-------- Dataset
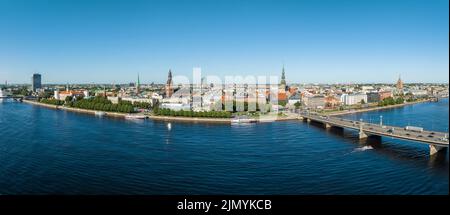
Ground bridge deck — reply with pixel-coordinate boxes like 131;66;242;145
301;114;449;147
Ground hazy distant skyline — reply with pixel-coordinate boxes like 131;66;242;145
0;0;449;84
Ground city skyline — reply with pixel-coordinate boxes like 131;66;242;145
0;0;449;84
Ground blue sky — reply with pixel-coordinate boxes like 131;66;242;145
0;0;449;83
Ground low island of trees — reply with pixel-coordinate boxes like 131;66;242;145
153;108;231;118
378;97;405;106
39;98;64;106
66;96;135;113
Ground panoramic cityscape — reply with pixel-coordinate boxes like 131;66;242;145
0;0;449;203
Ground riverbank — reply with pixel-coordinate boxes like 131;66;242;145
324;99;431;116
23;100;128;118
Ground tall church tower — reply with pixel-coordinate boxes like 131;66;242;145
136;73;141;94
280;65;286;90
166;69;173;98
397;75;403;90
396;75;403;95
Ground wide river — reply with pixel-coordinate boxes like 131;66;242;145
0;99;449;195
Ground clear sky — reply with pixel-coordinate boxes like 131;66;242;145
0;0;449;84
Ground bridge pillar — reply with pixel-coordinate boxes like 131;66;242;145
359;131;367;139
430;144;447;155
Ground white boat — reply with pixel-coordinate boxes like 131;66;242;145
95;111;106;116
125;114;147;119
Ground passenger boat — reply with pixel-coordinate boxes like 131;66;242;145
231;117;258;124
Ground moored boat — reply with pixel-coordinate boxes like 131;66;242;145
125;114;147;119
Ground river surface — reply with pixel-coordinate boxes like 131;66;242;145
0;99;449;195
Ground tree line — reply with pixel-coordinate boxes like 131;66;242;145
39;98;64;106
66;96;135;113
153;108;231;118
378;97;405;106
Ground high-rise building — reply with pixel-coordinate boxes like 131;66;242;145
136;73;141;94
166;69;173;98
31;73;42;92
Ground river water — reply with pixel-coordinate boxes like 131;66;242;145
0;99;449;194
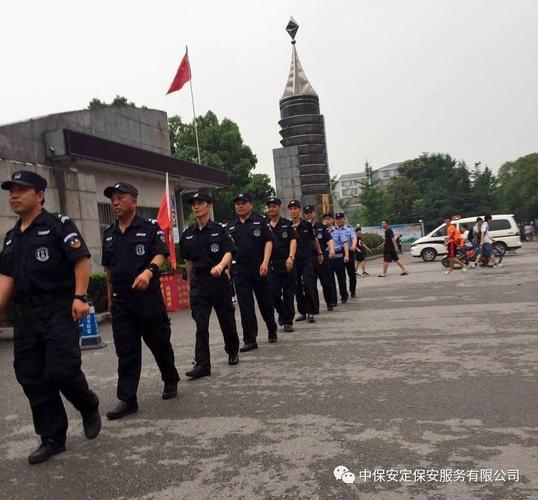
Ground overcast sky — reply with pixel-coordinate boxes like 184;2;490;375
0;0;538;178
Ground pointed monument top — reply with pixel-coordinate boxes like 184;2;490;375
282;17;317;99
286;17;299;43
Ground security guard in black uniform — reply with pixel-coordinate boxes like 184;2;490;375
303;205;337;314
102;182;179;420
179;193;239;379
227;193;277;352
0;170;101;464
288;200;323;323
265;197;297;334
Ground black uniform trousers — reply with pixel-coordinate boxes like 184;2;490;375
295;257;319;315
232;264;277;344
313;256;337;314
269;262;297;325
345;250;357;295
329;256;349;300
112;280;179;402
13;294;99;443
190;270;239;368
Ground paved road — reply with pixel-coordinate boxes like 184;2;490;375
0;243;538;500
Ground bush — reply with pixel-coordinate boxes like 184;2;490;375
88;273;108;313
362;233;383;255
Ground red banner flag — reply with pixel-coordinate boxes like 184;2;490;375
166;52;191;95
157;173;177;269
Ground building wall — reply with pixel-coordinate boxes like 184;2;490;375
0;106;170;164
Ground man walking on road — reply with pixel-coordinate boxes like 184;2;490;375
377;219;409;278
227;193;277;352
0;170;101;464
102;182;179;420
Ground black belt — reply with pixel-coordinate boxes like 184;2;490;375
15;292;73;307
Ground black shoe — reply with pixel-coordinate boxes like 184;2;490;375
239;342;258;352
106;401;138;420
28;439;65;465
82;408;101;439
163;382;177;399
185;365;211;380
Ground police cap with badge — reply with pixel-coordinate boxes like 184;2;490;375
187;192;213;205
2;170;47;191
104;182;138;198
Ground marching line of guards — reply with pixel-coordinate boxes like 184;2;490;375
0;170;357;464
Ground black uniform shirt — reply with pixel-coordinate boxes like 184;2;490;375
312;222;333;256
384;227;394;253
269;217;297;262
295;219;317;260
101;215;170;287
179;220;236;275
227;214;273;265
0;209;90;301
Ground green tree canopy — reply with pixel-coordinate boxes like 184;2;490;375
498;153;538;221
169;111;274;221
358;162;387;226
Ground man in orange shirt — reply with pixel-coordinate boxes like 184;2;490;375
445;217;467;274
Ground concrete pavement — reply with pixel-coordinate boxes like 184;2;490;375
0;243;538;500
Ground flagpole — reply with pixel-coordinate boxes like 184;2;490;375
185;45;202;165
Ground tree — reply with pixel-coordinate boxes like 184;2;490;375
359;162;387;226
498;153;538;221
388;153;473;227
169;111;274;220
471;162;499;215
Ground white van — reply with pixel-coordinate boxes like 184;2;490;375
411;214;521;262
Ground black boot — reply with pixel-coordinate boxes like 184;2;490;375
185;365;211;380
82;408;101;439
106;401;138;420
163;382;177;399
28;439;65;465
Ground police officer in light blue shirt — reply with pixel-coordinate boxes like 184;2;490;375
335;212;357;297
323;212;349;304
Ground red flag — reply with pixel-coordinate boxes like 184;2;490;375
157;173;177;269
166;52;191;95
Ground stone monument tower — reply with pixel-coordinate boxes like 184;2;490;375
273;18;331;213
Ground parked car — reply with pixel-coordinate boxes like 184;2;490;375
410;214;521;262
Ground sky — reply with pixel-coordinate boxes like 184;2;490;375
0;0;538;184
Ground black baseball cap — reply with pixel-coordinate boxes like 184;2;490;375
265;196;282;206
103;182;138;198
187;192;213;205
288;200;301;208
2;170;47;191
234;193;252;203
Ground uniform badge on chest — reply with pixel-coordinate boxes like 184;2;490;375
----------------
Exercise task
Starting at the line containing "Ground man walking" and ending at the line containing "104;182;138;198", copy every line, including the item text, and add 48 to each bounding-box coordinate in the answers.

Answer to the problem
Ground man walking on road — reply with pixel-coordinate boxes like 184;2;490;375
425;267;457;326
275;241;325;400
48;218;149;512
150;230;227;468
Ground black belt — reply with pixel-coordinate boxes like 184;2;490;375
63;340;121;355
Ground black shoe — reply with pixel-coordinate boxes like 184;2;490;375
287;390;306;400
154;449;186;468
76;487;113;513
130;456;149;487
211;430;225;447
233;413;259;428
Ground police cap with badge — reply with pixel-coordinate boxes like 184;2;490;375
235;240;261;253
50;218;95;239
152;230;186;246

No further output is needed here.